• _PROBLEMS AND TASKS_:
**a)** Rewrite the part of the netCDF mailing-list thread that opens with "Re: [netcdfgroup] Proposed" and closes with "those files too.", changing "HDF5" to "HDF version 5" throughout.
**b)** Extend the netCDF mailing-list thread, picking up after its final line.

• _DOCUMENT TEXT_:
Re: [netcdfgroup] Proposed changes to netcdf-c library: DetectingnetCDF versus HDF5

Howdy All!

Pedro asks:
"what is the reason for using the HDF5 Dimension Scales API inside netCDF ?"

The dimension scales API was added to HDF5 to support netCDF dimensions. So
I used it in netCDF-4. The idea was that other HDF5 users might use
dimension scales to express shared dimension info, and then netCDF-4 would
understand those files too.

NetCDF-4 also can read HDF5 files that do not have dimension scales, so
dimension scales are not required to read a file with netCDF-4.

Thanks,
Ed



On Tue, May 3, 2016 at 12:30 AM, Pedro Vicente <
pedro.vicente@xxxxxxxxxxxxxxxxxx> wrote:

> @Dennis
> @Ed
> @Kent Yang
> @Ward
>
>
> >I am about to commit a pull request for the netcdf-c library
>>>>>
>>>>
>
> I don't see any commits in the master branch, is this the right place ?
>
> https://github.com/Unidata/netcdf-c
>
>
> First, there is
>>>> a hidden, persistent, attribute names _NCProperties.  It specifies the
>>>> library versions of the netcdf library
>>>>
>>>
> this is for the case for all future files, ok
>
>
> Second, there are two special, non-persistent, attributes that are
>>>> computed from information already in the file.
>>>>
>>>
> this seems to be to deal with the case of "old" files, that do not have
> the "First case" above
>
> ok, looks good to me
>
>
> for something off-topic, but that has to do with this
>
> At some point, it needs to be added to the netcdf NASA spec
>>>
>>>> (https://earthdata.nasa.gov/standards/netcdf-4hdf5-file-format).

• _RECORDS SHOWN_:
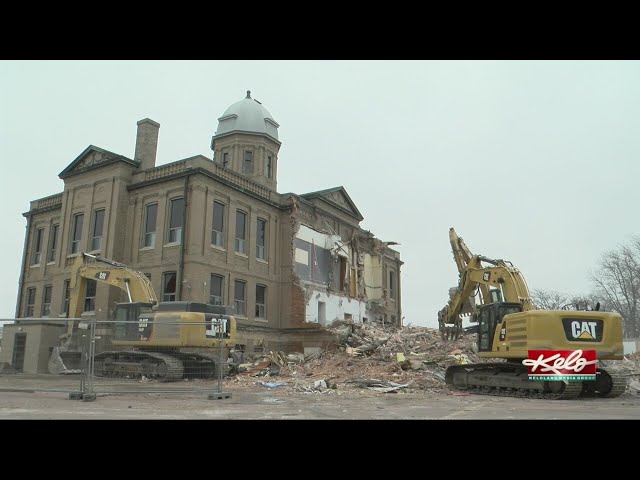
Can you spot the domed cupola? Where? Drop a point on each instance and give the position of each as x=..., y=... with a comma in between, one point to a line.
x=246, y=141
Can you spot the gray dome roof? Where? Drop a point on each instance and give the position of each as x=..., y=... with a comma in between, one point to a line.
x=248, y=115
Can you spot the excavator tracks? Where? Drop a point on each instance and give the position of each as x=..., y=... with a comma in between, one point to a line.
x=136, y=364
x=511, y=380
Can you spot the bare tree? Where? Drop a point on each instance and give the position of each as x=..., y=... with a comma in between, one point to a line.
x=617, y=280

• _RESPONSES BY TASK_:
**a)**
Re: [netcdfgroup] Proposed changes to netcdf-c library: DetectingnetCDF versus HDF version 5

Howdy All!

Pedro asks:
"what is the reason for using the HDF version 5 Dimension Scales API inside netCDF ?"

The dimension scales API was added to HDF version 5 to support netCDF dimensions. So
I used it in netCDF-4. The idea was that other HDF version 5 users might use
dimension scales to express shared dimension info, and then netCDF-4 would
understand those files too.

**b)**
>>>>
>>>
> the doc says, in the section
>
> "Dimensions with HDF5 Dimension Scales"
>
> "Until version 1.8, HDF5 did not have any capability to represent shared
> dimensions. With the 1.8
> release, HDF5 introduced the dimension scale feature to allow shared
> dimensions
> in HDF5 files.
> The HDF5 dimension scale is not exactly equivalent to the netCDF shared
> dimension. This leads
> to a number of compromises in the design of netCDF
> A netCDF shared dimension consists solely of a length and a name. An HDF5
> dimension scale
> also  includes  values  for  each  point  along  the  dimension.    This
> additional  information  is
> (optionally) included in a netCDF coordinate variable. "
>
> maybe Ed or Kent Yang from the HDF Group know better, but
>
> *** what is the reason for using the HDF5 Dimension Scales API inside
> netCDF ? ***
>
> Hi Kent, how are you?
> Do you remember why Dimension Scales  was chosen?
>
> A netCDF dimension consists solely of a length and a name, exactly.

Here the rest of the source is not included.